Task goal
Turn the entry lines below into a numbered list, omitting blank lines. Include only the lines from the one holding "Place a point on every instance of the woman, shaped" through the one holding "pixel 273 272", inclusive.

Material for this exercise
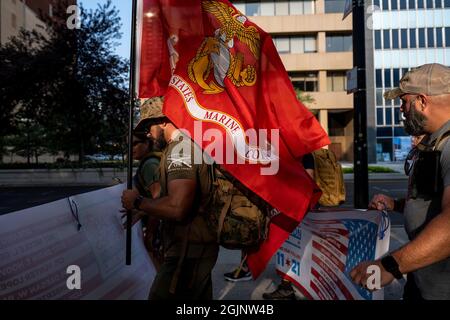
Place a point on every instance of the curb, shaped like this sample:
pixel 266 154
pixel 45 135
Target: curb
pixel 379 176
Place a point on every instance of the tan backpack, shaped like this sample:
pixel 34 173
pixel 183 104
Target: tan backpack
pixel 329 177
pixel 235 220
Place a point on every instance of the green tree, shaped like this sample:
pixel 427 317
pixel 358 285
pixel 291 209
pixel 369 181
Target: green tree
pixel 71 83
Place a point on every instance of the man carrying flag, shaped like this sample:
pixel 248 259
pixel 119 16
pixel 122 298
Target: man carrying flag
pixel 218 71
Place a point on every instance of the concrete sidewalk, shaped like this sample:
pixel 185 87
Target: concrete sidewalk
pixel 398 167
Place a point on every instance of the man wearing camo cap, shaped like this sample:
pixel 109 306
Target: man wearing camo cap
pixel 425 96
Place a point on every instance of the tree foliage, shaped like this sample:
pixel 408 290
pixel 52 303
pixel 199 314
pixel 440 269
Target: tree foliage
pixel 68 84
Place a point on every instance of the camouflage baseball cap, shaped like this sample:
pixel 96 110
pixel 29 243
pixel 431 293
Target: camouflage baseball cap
pixel 430 79
pixel 151 111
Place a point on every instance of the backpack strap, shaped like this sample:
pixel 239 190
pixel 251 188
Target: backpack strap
pixel 223 214
pixel 440 140
pixel 140 182
pixel 184 248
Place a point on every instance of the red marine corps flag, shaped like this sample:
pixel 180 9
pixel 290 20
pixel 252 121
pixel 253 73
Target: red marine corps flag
pixel 219 71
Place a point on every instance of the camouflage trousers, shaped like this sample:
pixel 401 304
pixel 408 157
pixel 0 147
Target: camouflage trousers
pixel 194 281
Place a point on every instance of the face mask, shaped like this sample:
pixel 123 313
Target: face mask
pixel 414 122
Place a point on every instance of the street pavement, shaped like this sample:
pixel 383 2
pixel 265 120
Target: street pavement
pixel 13 199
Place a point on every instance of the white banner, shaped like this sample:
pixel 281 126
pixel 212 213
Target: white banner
pixel 319 255
pixel 41 249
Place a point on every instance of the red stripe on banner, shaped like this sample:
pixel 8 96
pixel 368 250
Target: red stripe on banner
pixel 302 289
pixel 45 284
pixel 32 231
pixel 324 283
pixel 316 290
pixel 315 221
pixel 34 259
pixel 333 276
pixel 329 255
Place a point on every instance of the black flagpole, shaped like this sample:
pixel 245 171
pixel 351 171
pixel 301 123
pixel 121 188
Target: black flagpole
pixel 132 87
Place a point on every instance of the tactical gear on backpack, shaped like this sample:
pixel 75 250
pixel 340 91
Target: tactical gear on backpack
pixel 329 177
pixel 237 221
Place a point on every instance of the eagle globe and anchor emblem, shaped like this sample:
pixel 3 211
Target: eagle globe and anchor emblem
pixel 215 52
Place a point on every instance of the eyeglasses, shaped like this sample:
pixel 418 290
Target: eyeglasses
pixel 135 143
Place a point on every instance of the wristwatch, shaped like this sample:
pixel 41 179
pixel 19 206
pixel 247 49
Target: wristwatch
pixel 137 202
pixel 391 266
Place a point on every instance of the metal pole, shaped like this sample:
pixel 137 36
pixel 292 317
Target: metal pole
pixel 361 179
pixel 132 103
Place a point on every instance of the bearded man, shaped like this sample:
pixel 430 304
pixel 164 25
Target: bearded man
pixel 425 96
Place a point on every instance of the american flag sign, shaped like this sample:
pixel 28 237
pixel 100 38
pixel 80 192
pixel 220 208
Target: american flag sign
pixel 319 255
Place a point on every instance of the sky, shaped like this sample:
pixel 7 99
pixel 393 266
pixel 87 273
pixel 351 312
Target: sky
pixel 124 7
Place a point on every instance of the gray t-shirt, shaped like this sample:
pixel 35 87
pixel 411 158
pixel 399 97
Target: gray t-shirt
pixel 434 280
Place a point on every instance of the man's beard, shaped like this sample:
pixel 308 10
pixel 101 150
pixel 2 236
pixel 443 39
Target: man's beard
pixel 414 122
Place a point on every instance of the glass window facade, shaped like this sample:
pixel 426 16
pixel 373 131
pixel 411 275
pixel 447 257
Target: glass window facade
pixel 276 8
pixel 337 81
pixel 334 6
pixel 295 44
pixel 339 43
pixel 305 81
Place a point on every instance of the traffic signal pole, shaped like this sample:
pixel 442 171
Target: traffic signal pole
pixel 361 178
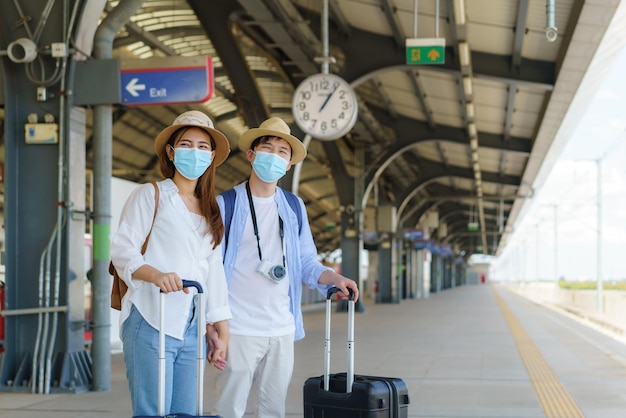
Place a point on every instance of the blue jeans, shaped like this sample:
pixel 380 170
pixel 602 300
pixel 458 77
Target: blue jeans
pixel 141 355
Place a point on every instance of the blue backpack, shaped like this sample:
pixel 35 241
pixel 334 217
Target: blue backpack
pixel 229 202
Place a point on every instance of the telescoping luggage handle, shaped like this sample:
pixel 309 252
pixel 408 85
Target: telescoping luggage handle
pixel 199 358
pixel 350 341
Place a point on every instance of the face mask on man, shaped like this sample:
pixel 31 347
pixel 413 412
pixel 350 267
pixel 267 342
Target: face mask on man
pixel 269 167
pixel 191 163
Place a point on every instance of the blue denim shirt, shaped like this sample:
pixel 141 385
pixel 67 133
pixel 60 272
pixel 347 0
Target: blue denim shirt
pixel 301 253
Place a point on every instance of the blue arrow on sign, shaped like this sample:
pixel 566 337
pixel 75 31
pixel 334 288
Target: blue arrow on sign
pixel 160 81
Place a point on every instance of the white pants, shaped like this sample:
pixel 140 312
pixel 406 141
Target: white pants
pixel 266 363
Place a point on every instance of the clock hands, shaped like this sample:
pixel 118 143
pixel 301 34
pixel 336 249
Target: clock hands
pixel 328 97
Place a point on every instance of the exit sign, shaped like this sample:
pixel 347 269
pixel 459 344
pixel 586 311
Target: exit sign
pixel 425 50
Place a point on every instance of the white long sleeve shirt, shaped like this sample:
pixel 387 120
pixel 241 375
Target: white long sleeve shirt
pixel 179 243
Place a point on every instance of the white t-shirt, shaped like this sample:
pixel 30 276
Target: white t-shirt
pixel 260 306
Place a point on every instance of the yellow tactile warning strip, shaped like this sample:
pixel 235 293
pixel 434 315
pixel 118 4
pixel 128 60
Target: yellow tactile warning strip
pixel 555 401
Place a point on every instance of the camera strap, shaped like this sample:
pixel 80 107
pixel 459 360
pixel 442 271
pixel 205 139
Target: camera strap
pixel 281 229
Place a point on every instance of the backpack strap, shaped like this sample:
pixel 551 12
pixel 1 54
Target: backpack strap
pixel 229 203
pixel 292 199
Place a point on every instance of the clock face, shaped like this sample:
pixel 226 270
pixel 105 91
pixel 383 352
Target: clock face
pixel 325 106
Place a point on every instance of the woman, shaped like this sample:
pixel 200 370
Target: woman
pixel 184 243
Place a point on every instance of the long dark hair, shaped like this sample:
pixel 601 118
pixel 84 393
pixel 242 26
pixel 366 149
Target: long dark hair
pixel 205 188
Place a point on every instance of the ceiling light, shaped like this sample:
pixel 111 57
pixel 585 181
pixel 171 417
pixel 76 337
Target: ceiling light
pixel 467 86
pixel 471 128
pixel 464 54
pixel 459 12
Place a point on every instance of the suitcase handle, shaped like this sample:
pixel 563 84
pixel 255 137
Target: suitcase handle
pixel 192 283
pixel 335 289
pixel 350 341
pixel 199 357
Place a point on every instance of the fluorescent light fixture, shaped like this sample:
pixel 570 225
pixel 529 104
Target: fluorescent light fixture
pixel 464 54
pixel 469 109
pixel 459 12
pixel 471 128
pixel 467 86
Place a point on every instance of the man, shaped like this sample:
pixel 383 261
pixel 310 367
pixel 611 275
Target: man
pixel 269 254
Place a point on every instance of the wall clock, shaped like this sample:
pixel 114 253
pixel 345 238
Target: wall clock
pixel 325 106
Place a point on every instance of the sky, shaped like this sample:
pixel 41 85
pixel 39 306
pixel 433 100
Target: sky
pixel 570 196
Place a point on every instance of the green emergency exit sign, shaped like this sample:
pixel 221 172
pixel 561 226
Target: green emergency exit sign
pixel 425 51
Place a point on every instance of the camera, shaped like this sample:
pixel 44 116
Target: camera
pixel 273 272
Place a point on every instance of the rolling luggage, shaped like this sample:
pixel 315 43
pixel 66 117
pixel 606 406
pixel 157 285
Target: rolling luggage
pixel 199 359
pixel 344 395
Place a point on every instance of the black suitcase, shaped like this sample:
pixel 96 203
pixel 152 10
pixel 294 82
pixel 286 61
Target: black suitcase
pixel 199 359
pixel 344 395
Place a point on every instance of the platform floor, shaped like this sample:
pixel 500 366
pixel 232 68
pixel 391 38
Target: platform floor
pixel 472 351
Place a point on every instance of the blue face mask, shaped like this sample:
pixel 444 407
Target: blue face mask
pixel 191 163
pixel 269 167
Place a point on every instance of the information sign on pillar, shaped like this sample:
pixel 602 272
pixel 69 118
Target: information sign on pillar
pixel 168 80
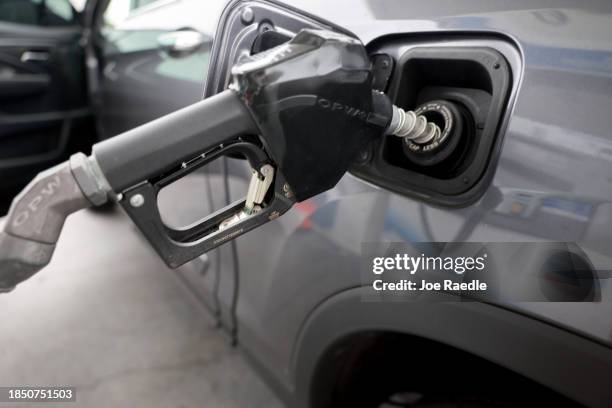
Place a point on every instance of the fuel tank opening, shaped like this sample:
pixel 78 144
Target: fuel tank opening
pixel 456 128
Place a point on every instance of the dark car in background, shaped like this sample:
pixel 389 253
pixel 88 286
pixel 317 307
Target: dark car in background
pixel 536 79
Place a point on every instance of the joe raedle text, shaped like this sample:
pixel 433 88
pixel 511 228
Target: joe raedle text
pixel 411 265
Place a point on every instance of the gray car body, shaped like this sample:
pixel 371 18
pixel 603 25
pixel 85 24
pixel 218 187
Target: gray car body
pixel 299 283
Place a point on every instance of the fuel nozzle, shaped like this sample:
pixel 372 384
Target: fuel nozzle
pixel 413 127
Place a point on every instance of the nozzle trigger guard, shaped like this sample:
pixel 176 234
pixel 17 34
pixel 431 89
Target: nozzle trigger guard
pixel 178 246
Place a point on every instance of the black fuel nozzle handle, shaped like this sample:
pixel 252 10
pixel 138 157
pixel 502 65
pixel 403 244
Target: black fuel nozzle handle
pixel 300 113
pixel 156 147
pixel 36 218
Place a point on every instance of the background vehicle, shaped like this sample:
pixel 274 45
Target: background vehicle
pixel 290 293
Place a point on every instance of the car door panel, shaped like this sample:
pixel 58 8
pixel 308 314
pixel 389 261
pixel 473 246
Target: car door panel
pixel 312 252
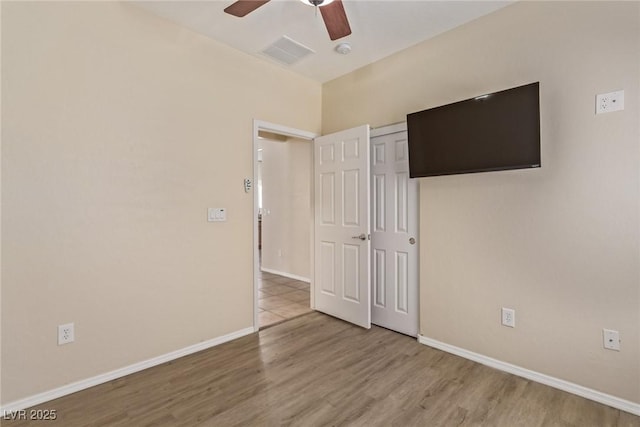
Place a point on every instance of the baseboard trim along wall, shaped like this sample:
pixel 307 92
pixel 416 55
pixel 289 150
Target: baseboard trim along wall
pixel 289 275
pixel 119 373
pixel 597 396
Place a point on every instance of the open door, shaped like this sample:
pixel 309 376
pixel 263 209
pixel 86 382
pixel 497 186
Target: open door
pixel 342 218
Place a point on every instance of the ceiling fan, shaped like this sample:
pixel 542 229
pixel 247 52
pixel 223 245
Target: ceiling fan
pixel 333 14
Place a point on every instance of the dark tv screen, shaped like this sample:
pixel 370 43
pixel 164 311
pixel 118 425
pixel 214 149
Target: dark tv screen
pixel 498 131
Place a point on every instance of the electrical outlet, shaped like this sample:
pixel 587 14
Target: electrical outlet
pixel 611 339
pixel 609 102
pixel 508 317
pixel 65 334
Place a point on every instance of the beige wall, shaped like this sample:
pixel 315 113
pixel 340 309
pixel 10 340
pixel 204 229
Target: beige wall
pixel 286 193
pixel 558 244
pixel 119 129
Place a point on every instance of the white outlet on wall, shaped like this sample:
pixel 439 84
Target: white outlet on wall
pixel 609 102
pixel 508 317
pixel 611 339
pixel 65 334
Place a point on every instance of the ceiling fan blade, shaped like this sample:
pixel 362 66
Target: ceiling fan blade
pixel 244 7
pixel 335 19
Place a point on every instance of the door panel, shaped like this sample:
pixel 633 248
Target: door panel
pixel 342 258
pixel 395 219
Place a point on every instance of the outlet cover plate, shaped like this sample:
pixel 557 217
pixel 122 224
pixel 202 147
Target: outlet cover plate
pixel 611 339
pixel 66 334
pixel 610 102
pixel 508 317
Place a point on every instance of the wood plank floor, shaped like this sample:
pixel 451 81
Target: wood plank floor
pixel 315 370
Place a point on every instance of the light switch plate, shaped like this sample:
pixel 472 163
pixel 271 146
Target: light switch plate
pixel 216 214
pixel 610 102
pixel 611 339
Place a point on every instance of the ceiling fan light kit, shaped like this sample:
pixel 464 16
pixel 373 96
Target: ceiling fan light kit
pixel 333 14
pixel 316 2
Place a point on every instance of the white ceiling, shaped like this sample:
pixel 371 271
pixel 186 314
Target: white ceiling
pixel 379 28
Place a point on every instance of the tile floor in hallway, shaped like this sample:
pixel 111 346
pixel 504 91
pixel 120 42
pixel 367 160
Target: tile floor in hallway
pixel 281 298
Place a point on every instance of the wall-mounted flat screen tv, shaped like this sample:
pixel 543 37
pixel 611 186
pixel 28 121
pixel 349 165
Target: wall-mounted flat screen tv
pixel 492 132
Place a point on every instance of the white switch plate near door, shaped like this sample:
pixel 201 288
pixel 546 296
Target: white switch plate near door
pixel 216 214
pixel 611 339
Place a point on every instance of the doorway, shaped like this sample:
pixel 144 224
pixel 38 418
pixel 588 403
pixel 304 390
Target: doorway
pixel 282 209
pixel 403 299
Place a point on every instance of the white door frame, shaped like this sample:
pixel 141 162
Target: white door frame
pixel 259 125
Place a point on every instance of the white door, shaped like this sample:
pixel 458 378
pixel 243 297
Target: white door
pixel 395 230
pixel 341 225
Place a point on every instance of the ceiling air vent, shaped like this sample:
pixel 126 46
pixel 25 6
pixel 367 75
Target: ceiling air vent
pixel 287 51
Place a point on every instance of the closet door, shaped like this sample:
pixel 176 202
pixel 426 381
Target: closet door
pixel 342 250
pixel 394 207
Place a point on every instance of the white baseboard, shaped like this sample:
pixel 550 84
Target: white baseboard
pixel 607 399
pixel 118 373
pixel 289 275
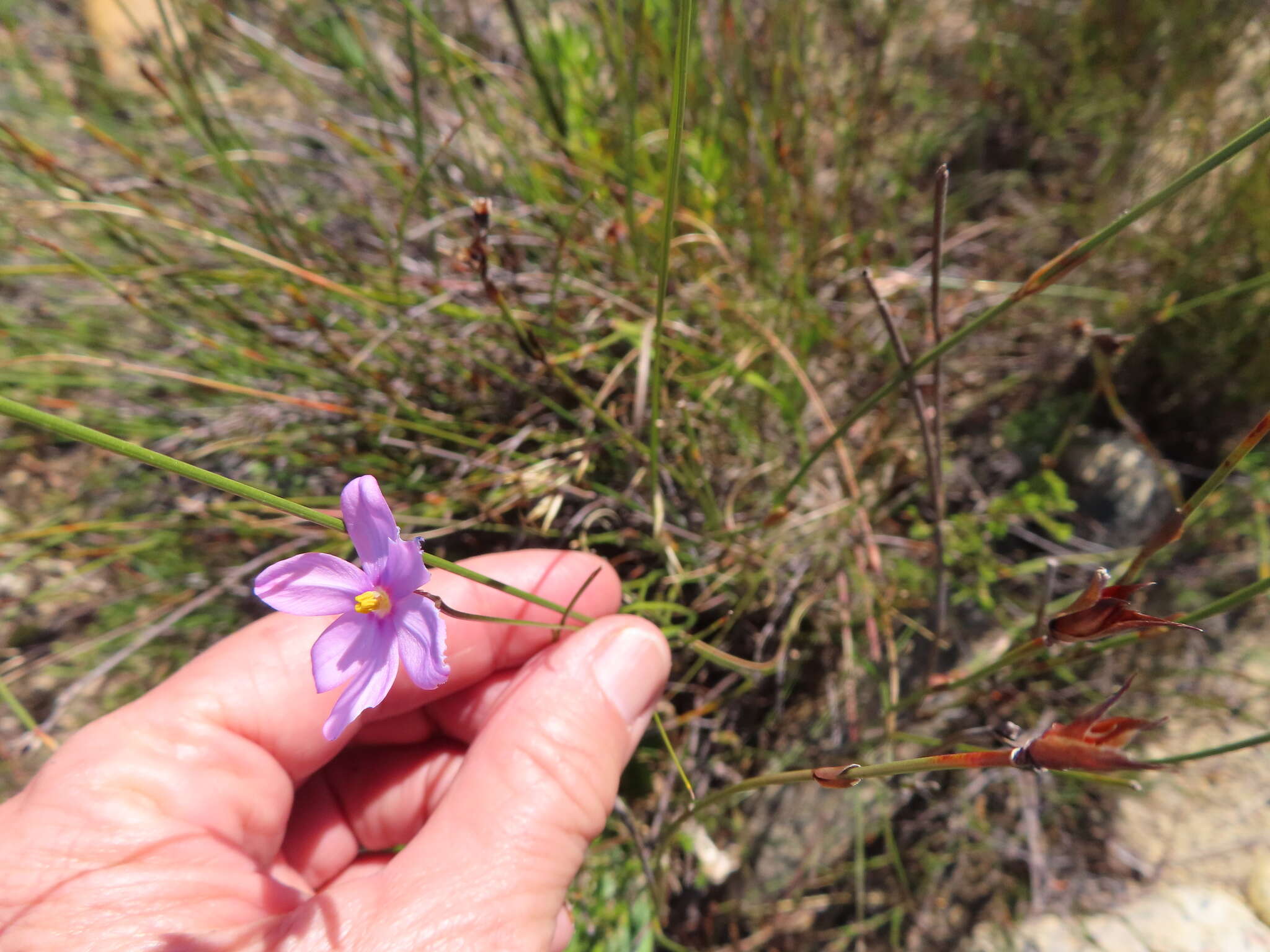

Result of this task
1. Place a point on every instance of the woman, shaped like this sample:
2. pixel 200 370
3. Target: woman
4. pixel 184 243
5. Place a point on every instance of the long dark hair, shaped like this sample:
6. pixel 601 118
7. pixel 84 393
8. pixel 242 26
9. pixel 366 149
10. Target: long dark hair
11. pixel 205 188
12. Place a point on every instance of the ceiling light, shaped like this sample:
13. pixel 111 57
14. pixel 585 181
15. pixel 171 417
16. pixel 76 337
17. Target: ceiling light
18. pixel 467 86
19. pixel 471 128
20. pixel 464 54
21. pixel 459 12
22. Place a point on every instance of the suitcase handle, shaped like this sample:
23. pixel 563 84
24. pixel 255 137
25. Target: suitcase handle
26. pixel 192 283
27. pixel 335 289
28. pixel 350 341
29. pixel 199 357
30. Place a point on every instance of the fluorescent light fixture, shaped like this sample:
31. pixel 570 225
32. pixel 529 104
33. Target: fluorescent light fixture
34. pixel 464 54
35. pixel 469 109
36. pixel 459 12
37. pixel 471 128
38. pixel 467 86
39. Place a point on every instance of the man, shaped like this sample:
40. pixel 383 261
41. pixel 310 367
42. pixel 611 275
43. Target: man
44. pixel 269 254
45. Place a point on every instance of the wall clock, shaped like this sample:
46. pixel 114 253
47. pixel 345 238
48. Target: wall clock
49. pixel 325 106
50. Place a point on every instance of the sky, shaped like this sample:
51. pixel 41 85
52. pixel 39 306
53. pixel 433 100
54. Target: sky
55. pixel 570 196
56. Place a point on every instance of the green emergency exit sign, shaped like this sample:
57. pixel 221 172
58. pixel 561 226
59. Target: green emergency exit sign
60. pixel 425 51
61. Place a point on every instance of the camera, shaped like this sample:
62. pixel 44 116
63. Target: camera
64. pixel 273 272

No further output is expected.